◆ **Material supplied**
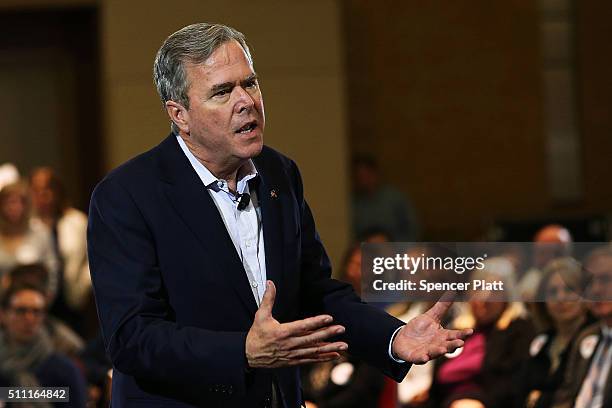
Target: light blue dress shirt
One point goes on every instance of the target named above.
(244, 226)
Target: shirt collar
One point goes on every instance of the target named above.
(245, 173)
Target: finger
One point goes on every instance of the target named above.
(330, 357)
(317, 350)
(300, 327)
(459, 334)
(267, 302)
(438, 310)
(453, 345)
(314, 337)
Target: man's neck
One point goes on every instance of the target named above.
(225, 171)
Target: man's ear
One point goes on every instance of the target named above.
(179, 115)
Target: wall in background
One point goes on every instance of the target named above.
(449, 100)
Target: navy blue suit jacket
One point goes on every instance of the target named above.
(173, 298)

◆ **Required action**
What is needed is an exact repeat of the records, with every picture left out.

◆ **The answer**
Target: light blue dress shirt
One point goes on every instance of the target named above.
(244, 226)
Target: shirt collar
One point goes on every instance of the target named above.
(245, 173)
Target: finger
One point goes on every instance of the target named above.
(330, 357)
(317, 350)
(300, 327)
(459, 334)
(267, 302)
(438, 310)
(453, 345)
(314, 337)
Target: man's neck
One point goes on every instance of the target named above.
(225, 171)
Target: man's ear
One point goes on every instance of the target named above.
(179, 115)
Target: wall in background
One point goes on every instance of the target named above.
(449, 100)
Target: navy blue suit jacket
One point goes on every instance of the target named above.
(173, 298)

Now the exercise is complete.